SUPPLIED ENTRIES:

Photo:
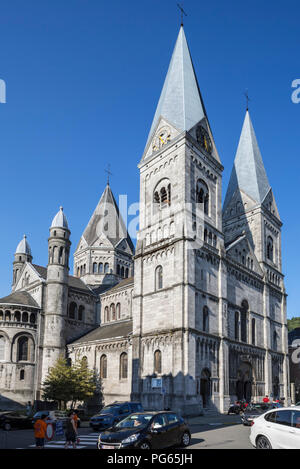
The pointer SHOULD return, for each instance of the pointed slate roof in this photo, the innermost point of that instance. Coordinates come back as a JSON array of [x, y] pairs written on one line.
[[180, 101], [23, 247], [248, 173], [106, 220]]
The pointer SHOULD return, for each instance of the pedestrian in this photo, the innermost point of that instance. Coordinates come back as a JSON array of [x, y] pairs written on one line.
[[40, 428], [71, 431]]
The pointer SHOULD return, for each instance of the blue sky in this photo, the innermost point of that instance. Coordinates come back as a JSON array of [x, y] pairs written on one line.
[[83, 79]]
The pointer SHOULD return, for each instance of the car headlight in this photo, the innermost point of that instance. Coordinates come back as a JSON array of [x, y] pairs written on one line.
[[131, 438]]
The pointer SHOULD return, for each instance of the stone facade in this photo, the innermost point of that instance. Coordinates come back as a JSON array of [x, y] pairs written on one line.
[[200, 303]]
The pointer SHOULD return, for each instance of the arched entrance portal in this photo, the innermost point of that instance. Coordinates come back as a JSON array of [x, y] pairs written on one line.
[[244, 382], [205, 387]]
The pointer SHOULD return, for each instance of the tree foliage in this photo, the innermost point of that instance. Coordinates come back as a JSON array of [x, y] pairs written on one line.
[[65, 383]]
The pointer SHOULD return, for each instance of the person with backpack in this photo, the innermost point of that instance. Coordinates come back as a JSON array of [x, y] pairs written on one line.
[[71, 431]]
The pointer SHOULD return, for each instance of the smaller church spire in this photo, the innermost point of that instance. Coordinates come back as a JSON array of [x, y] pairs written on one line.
[[248, 173]]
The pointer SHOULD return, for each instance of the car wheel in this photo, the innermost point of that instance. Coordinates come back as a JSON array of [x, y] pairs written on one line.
[[263, 443], [144, 445], [185, 439]]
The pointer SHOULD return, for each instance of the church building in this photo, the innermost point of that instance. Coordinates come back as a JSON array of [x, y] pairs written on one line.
[[194, 316]]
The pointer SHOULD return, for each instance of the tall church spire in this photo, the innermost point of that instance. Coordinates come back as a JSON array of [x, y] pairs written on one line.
[[180, 101], [248, 174]]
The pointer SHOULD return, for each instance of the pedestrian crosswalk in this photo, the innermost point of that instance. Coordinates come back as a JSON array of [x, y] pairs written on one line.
[[87, 441]]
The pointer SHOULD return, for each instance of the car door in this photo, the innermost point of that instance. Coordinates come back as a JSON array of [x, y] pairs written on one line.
[[159, 432], [280, 429]]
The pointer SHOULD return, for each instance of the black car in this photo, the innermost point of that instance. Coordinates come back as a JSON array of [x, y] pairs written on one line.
[[253, 411], [11, 419], [113, 413], [147, 430]]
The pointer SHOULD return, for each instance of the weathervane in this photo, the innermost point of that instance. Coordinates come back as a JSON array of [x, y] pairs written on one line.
[[108, 173], [182, 12], [247, 98]]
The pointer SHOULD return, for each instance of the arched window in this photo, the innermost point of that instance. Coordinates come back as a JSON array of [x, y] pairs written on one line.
[[205, 319], [25, 317], [106, 314], [23, 349], [72, 310], [103, 367], [253, 332], [17, 316], [2, 348], [162, 194], [202, 195], [80, 313], [7, 316], [158, 278], [157, 362], [236, 325], [32, 318], [118, 311], [123, 366], [113, 312], [244, 315], [270, 249], [275, 341]]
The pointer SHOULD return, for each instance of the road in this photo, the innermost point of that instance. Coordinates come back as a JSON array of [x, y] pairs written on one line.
[[224, 432]]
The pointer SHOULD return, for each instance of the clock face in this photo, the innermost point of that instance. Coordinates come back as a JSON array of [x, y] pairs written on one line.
[[162, 138], [204, 139]]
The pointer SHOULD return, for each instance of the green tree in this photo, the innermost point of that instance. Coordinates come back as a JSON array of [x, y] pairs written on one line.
[[66, 383]]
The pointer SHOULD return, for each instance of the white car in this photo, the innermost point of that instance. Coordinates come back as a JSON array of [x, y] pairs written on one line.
[[277, 429]]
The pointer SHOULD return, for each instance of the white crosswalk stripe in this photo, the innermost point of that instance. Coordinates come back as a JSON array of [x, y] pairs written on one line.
[[85, 441]]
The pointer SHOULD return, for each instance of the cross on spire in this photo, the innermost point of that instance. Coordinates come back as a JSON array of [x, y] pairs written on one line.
[[109, 173], [182, 12]]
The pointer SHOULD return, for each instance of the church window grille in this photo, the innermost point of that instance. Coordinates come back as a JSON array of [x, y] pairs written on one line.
[[103, 367], [253, 332], [80, 313], [123, 366], [2, 348], [72, 310], [205, 319], [159, 278], [17, 316], [202, 195], [25, 317], [23, 349], [270, 249], [157, 362]]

GIVEN EXERCISE: Leave out the pictures and give the rest of the records again exactly.

OUTPUT OF THE TASK:
Photo:
The pointer SHOULD return, for each instance of the pointed slate roof in this photo, the innermost point of that instance. Coordinates come back as a JSON array of [x, y] pairs written on one line.
[[180, 101], [23, 247], [248, 173], [106, 220]]
The pointer SHOULD return, for each instance of the pedestrian in this photo, the innermost point of that instance. Coordinates come back as a JSON array of [x, y] pairs written on one line.
[[40, 428], [71, 431]]
The pointer SHOULD return, for each instance of the blue sky in this photo, the innermost point of that instance. Coordinates come back as a JSON array of [x, y] pairs written on one line.
[[83, 79]]
The pointer SHOULD return, for each instance of the car headlight in this photo, the innermost point of that instance. Coordinates come back as a JSON array of [x, y] pairs written on one line.
[[131, 438]]
The pointer SHOULD return, for each instance of the stone facade in this photo, the innermost point of that instance. Coordinates come back as a JSON array of [x, y] pairs written on one line.
[[200, 303]]
The pointer SHOULD return, for each instance of the arched entrance portal in this photo, the innermost point of that instance. Coordinates come back as a JSON array of [x, y] pairs written on one line.
[[244, 382], [205, 387]]
The pointer SHOULD return, for each instance of the tree foliage in this photo, the innermost point of that instance. Coordinates come back as a JSON array of [x, y] pairs written on one line.
[[65, 383]]
The pointer SHOULD return, for each instance of the person with backpack in this photo, the innermost point of that instance. Coordinates come back as a JSON array of [x, y] pairs written on one line.
[[71, 431]]
The pointer SHOULD return, for each instance of the smaller church spire in this photo, the innermost point of that instance. Coordinates come back as a JSON array of [x, y] pairs written on one line.
[[248, 173]]
The pointer SHOULD return, for each instance of the car wheel in this photo, the innermost point of that instance. Coordinates come back as a JSON array of [x, y] pairs written on one line.
[[263, 443], [144, 445], [185, 439]]
The pointer SHOULD return, for each instance of the church building in this photo, the innermost point of that instance. Coordinates come back as a JSON array of [x, y] pairs written on one line.
[[194, 316]]
The pointer SHOULD return, for each instance of the tall church spire in this photo, the innermost point of that instance. Coordinates come back as a JSON array of [x, y] pairs written on one line.
[[180, 101], [248, 174]]
The pointer SHOULD return, for each instance of the pedestrian crosswalk in this photo, the innermost point of that instance. Coordinates come back as a JSON array of [x, y] pairs written on one line.
[[87, 441]]
The pointer SHOULD return, for each instance of the car door in this photo, the innermost point of that instance. Coordinates come back as a JSON array of [x, y] pairs written on one line.
[[159, 432], [280, 429]]
The pointer SHOULD return, for each instance of the black car in this photo, the innermost point of that instance. Coordinates come back as a JSON array of [x, y] pairs written on one line.
[[253, 411], [11, 419], [113, 413], [147, 430]]
The pointer SHOULD return, for each instance of the weathervane in this photo, the innermost point of that instance. Coordinates come back as a JSON array of [x, y] pairs written on one line.
[[108, 173], [182, 12], [247, 98]]
The pointer SHOULD return, for each instance of the arched window in this photo, the innermost point of that instance. Coordinates come back as a JSON array of [x, y] pairs written on one line.
[[205, 319], [25, 317], [106, 314], [23, 349], [72, 310], [103, 367], [253, 332], [17, 316], [2, 348], [162, 194], [202, 195], [80, 313], [7, 316], [158, 278], [157, 362], [236, 325], [32, 318], [118, 311], [123, 366], [113, 312], [244, 315], [270, 249], [275, 341]]
The pointer SHOULD return, for each instance of the road in this photo, the innermost point of that instance. Coordinates come back as a JSON array of [x, y] pairs written on one line.
[[224, 432]]
The pointer SHOULD return, for each instance of the clock face in this photo, the innermost point of that instance. Coordinates come back as a JSON array of [x, y] pairs written on one line.
[[162, 138], [204, 139]]
The pointer SHOULD return, for each instance of the green tree in this photo, the innermost point of that instance. Coordinates come back as a JSON array of [x, y] pairs written on one line.
[[66, 383]]
The pointer SHOULD return, for each instance of the white car in this photo, the innermost point of that instance. Coordinates come back as a JSON array of [x, y] pairs written on one line.
[[277, 429]]
The pointer SHOULD return, for each instance of the white crosswalk stripe in this photo, the innermost point of that instance. Coordinates come back as a JSON array of [x, y] pairs written on one line.
[[85, 441]]
The pointer SHOULD return, for each instance of the cross on spire in this photo, the innermost point of that instance. Coordinates come back as a JSON array of [x, y] pairs written on one line.
[[109, 173], [182, 12]]
The pointer SHOULD return, for each instance of the church window grille in this photo, the innermost point of that instance. Coordinates come back as a JSON array of [x, y] pairs written on one line.
[[103, 367], [253, 332], [80, 313], [123, 366], [2, 348], [72, 310], [205, 319], [159, 278], [17, 316], [202, 195], [25, 317], [23, 349], [270, 249], [157, 362]]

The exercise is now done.